- **Aim**: Copy out every line of the listing below, shifting each bounding-box coordinate in the answers up by 12 and leaving all other text unchanged.

Raw records:

— BEGIN —

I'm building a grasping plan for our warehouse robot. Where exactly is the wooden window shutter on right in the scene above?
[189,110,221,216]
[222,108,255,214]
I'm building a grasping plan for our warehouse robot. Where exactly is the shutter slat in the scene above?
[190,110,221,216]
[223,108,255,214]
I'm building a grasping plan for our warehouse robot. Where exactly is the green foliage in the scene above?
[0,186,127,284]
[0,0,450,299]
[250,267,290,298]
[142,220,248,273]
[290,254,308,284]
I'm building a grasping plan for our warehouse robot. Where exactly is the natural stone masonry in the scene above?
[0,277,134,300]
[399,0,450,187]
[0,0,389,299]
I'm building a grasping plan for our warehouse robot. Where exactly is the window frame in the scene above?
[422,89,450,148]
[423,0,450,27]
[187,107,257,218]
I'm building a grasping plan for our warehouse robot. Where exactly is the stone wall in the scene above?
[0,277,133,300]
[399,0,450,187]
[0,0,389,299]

— END —

- **Answer in full**:
I'm building a grasping plan for our warehouse robot. Where exactly is the wooden window shutter on right in the scene above?
[201,122,233,228]
[234,120,267,226]
I'm building a grasping plan for our warehouse robot. Where exactly is the shutter slat in the scene above?
[202,122,233,228]
[235,120,267,226]
I'm building a grasping plan for our warehouse robot. Where exactly is the green foliage in the scene above?
[12,198,139,296]
[12,12,462,311]
[262,279,302,310]
[154,232,260,285]
[302,266,320,296]
I'm building a grasping plan for our warehouse robot. Where exactly is the natural stone masonry in the scene above?
[12,289,146,312]
[411,12,462,199]
[12,12,401,311]
I'm building a grasping plan for our warehouse robot. Where exactly is the window frame in the scene above?
[434,101,462,160]
[435,12,462,39]
[199,119,269,230]
I'm building a grasping plan for our warehouse robot. Where exactly is the stone wall in the scene above?
[12,289,145,312]
[411,12,462,199]
[12,12,401,311]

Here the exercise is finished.